-------- Source material
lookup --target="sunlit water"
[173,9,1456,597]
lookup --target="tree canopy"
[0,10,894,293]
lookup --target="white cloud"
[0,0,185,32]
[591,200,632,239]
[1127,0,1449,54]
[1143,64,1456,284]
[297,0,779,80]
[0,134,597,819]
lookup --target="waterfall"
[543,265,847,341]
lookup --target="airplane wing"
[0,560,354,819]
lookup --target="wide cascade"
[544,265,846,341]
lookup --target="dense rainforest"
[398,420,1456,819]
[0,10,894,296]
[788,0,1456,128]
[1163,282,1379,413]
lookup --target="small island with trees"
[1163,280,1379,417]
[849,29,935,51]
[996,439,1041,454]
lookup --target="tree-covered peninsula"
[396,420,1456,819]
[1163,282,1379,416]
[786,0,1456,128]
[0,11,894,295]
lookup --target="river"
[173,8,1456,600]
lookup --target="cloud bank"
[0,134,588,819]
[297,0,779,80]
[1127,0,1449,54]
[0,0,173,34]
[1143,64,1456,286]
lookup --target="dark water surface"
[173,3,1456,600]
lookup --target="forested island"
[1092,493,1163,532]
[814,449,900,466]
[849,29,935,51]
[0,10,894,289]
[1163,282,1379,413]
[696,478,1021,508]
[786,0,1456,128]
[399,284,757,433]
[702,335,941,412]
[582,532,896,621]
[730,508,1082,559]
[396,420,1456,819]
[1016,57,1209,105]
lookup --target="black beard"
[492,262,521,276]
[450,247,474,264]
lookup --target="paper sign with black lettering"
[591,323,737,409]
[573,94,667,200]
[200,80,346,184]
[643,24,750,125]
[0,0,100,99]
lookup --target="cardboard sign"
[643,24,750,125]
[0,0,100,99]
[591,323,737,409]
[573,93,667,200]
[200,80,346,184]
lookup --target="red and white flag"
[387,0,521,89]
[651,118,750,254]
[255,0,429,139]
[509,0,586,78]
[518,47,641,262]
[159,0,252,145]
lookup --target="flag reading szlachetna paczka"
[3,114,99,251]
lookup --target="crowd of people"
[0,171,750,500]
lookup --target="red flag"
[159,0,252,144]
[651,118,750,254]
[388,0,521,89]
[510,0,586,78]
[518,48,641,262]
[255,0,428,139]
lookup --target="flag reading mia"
----------------
Problem requirements: Count how many lines of the entries above contain the word "cloud", treating uppercase and lowercase as different. Reply with the number alone.

Full solution: 2